> **WHAT THE TASK REQUIRES**:
Scale everything from the line containing "black bike in the photo above." down to the end of the listing, and write those lines out again with the requests included. Multiply each point coordinate in the answers by 1.75 and round to whole numbers, with halves going up.

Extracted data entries
===
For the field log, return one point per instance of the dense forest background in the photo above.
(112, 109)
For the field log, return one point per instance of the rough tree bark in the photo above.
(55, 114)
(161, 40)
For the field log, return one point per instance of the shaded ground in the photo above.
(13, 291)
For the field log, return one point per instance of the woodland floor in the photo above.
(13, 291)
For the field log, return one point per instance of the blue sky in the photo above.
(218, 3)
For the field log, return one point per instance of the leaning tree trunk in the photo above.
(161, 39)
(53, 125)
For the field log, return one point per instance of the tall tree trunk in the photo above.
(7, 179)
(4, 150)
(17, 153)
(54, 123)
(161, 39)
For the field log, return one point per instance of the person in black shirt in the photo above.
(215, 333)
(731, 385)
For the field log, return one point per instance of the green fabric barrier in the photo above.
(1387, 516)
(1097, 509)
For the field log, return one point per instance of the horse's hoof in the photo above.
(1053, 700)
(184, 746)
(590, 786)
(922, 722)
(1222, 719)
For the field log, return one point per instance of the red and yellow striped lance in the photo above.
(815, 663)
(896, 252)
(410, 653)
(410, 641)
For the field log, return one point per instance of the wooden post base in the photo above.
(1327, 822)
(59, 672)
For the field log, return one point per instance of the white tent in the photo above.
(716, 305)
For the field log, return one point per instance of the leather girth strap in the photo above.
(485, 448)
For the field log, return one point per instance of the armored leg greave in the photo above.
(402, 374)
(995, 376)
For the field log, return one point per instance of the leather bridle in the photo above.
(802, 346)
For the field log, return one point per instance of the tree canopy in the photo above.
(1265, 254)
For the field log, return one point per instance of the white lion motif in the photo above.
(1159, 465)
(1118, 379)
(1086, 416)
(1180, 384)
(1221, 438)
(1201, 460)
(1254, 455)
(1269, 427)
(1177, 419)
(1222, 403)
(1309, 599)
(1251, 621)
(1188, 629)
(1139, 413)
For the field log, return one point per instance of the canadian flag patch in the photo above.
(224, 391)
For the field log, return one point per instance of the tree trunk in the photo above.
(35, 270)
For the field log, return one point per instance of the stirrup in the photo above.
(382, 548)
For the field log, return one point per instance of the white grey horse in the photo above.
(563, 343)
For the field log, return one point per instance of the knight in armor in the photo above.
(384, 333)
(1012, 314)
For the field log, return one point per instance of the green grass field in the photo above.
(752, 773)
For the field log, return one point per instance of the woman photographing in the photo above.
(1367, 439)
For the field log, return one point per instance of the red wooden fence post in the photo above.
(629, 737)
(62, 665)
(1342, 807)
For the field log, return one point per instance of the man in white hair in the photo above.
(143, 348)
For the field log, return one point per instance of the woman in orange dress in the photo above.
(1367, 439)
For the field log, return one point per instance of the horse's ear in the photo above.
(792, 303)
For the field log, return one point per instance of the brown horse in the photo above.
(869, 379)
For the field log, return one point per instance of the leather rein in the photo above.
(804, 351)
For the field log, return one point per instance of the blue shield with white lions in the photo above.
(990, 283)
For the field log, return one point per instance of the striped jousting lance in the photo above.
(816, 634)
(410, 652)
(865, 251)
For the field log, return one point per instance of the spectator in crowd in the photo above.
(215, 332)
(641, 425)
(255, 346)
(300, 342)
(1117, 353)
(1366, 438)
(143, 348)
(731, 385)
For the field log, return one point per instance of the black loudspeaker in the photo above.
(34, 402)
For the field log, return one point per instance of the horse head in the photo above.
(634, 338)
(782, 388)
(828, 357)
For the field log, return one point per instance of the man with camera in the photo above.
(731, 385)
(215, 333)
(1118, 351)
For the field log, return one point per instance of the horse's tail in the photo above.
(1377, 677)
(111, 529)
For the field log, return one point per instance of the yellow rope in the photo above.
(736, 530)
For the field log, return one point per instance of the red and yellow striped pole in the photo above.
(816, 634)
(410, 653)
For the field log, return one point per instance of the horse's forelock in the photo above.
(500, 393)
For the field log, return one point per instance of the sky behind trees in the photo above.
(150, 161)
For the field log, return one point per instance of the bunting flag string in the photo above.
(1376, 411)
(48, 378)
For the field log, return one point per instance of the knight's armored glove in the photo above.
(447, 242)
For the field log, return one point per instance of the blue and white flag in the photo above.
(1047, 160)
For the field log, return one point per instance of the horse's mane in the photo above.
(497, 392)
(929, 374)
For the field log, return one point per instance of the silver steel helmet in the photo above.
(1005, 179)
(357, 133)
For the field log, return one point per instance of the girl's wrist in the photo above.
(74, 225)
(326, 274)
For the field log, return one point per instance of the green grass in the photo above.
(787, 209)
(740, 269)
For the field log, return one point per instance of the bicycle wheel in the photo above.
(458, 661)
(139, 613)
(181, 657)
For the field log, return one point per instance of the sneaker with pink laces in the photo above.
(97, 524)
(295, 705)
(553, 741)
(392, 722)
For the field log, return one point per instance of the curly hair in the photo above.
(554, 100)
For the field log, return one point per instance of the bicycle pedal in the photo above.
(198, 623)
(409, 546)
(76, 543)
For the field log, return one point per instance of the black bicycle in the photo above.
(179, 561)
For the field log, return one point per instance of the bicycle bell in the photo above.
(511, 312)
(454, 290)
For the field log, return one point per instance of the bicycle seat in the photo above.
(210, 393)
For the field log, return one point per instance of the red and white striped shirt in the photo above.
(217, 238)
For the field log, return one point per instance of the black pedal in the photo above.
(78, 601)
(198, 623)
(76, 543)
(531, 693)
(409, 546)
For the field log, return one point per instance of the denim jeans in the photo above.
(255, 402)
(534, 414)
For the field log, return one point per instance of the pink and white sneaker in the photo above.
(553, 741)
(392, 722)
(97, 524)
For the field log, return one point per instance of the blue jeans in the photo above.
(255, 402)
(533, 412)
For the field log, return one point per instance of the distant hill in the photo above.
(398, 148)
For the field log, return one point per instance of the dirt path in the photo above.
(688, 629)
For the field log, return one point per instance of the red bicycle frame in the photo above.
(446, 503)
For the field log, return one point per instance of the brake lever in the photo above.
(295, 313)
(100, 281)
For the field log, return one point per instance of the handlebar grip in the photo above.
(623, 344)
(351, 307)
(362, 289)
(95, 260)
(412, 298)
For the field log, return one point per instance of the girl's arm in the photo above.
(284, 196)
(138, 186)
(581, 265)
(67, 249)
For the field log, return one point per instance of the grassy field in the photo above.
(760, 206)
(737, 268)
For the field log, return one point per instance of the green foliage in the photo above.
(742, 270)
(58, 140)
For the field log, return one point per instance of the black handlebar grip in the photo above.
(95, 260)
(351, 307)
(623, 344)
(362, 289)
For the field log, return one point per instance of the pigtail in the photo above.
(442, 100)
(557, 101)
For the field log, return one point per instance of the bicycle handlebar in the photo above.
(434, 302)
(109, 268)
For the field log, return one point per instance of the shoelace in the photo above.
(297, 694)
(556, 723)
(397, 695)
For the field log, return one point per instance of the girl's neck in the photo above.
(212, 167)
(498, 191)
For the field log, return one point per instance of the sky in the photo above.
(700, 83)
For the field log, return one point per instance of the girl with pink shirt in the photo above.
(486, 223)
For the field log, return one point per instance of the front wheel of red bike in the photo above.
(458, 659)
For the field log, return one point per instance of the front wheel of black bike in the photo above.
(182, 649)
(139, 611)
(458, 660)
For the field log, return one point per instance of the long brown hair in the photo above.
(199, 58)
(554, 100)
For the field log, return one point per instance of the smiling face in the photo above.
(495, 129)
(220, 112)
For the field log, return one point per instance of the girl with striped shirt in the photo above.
===
> **ANSWER TO THIS PROBLEM**:
For the field log, return one point per instance of the front wheel of black bike in the photo above.
(319, 1136)
(243, 1069)
(802, 1155)
For the field log, return one point per instance of the long brown hair in the photo above.
(348, 102)
(970, 175)
For the field log, return one point per instance of the smiling face in the photo above.
(866, 226)
(385, 196)
For the field log, return one point per instance of the girl with striped shirt in the photo above.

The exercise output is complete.